- **DATA EXCERPTS**:

•••

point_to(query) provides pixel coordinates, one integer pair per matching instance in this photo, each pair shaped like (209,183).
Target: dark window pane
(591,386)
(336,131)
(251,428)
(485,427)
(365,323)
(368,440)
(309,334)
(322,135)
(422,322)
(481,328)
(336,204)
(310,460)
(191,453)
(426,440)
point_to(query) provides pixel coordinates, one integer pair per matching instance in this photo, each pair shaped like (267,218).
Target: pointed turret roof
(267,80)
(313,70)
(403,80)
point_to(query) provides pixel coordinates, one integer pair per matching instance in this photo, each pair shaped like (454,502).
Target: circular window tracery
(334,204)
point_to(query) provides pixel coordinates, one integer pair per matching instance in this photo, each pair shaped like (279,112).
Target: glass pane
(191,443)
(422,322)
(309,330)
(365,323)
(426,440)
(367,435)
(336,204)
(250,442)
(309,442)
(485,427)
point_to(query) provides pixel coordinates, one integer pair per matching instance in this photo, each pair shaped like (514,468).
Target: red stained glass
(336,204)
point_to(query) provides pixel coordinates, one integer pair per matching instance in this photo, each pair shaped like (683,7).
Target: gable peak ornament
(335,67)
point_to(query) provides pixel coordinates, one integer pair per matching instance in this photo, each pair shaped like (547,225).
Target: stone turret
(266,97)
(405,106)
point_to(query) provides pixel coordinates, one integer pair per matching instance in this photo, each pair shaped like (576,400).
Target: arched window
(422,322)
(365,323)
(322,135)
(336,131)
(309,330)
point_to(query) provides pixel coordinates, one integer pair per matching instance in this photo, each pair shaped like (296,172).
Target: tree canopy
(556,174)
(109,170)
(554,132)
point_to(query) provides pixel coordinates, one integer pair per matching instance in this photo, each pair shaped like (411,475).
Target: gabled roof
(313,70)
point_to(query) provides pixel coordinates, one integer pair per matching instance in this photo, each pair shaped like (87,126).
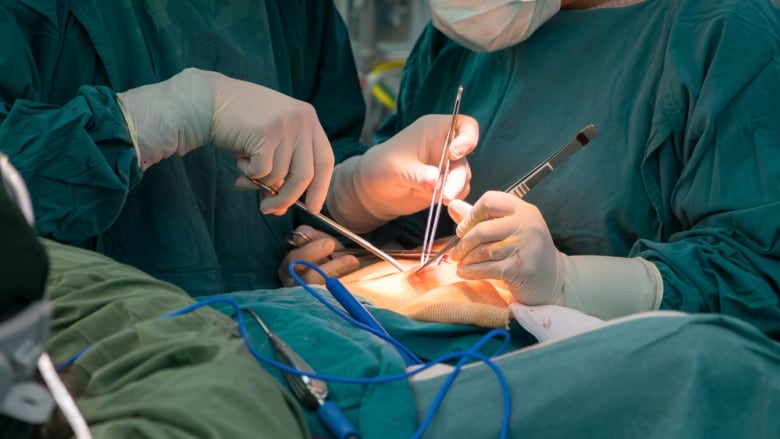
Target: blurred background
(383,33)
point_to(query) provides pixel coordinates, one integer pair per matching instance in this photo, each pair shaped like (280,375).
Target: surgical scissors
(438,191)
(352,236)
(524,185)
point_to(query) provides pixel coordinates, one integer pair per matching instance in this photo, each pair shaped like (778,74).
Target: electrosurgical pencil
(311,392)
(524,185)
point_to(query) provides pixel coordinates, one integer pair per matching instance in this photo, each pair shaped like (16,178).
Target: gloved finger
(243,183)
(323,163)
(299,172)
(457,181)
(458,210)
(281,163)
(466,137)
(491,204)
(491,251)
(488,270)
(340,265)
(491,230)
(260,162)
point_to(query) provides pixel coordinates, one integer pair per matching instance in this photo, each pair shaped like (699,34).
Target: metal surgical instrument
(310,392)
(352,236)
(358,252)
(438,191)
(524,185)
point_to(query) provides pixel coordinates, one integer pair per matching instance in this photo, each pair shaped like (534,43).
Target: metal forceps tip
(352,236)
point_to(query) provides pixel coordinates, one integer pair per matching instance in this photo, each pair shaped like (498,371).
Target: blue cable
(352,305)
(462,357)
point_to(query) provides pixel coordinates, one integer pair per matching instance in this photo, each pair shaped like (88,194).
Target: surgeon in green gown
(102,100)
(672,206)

•••

Find the line containing "shaped like (411,475).", then extract it and every line after it to the end of the data above, exactly and nothing else, without pictures.

point_to(query) provides pixel coordinates, one integer pair per matching instance in this photo, each pair shaped like (411,475).
Target: gabled roof
(313,70)
point_to(query) provides pixel coordinates, one integer pair per matching instance in this photo, each pair shaped like (87,126).
Target: blurred background
(383,33)
point_to(query) provides pixel coordinates, one integer pair per matching instance in this photo, each pair shaped like (280,375).
Target: surgical scissors
(438,191)
(352,236)
(524,185)
point_to(query) provides pixel coordinates, one integer pair per matching instance in this photo, each pair shaped like (778,74).
Target: electrosurgical pencil
(311,392)
(524,185)
point_to(query) provides pixel coordinates, one integer pair per matching instance in this photo, each pair shaped like (16,178).
Target: gloved finger
(243,183)
(323,163)
(299,172)
(457,181)
(458,210)
(281,163)
(466,137)
(491,204)
(491,251)
(488,270)
(340,265)
(491,230)
(260,162)
point_to(query) provides pixel coordinates, one integer pair per matching instance in this photo, each pair shaped like (699,34).
Target: metal surgical instrument
(310,392)
(352,236)
(358,252)
(438,191)
(524,185)
point_to(query) provides pixel coordinates, one integer pair per matching instance in this photo, each pair shaped like (534,43).
Target: metal forceps tip
(352,236)
point_to(query) provides pixel coordinates, one integer pair per matching instance in this photo, each pair shaped like (498,371).
Target: blue cable
(352,305)
(462,357)
point_to(query) provides pixel coordinates, one integer pair per matching instance in this photo, each pair shaped like (88,194).
Target: surgeon in green gown
(102,100)
(672,206)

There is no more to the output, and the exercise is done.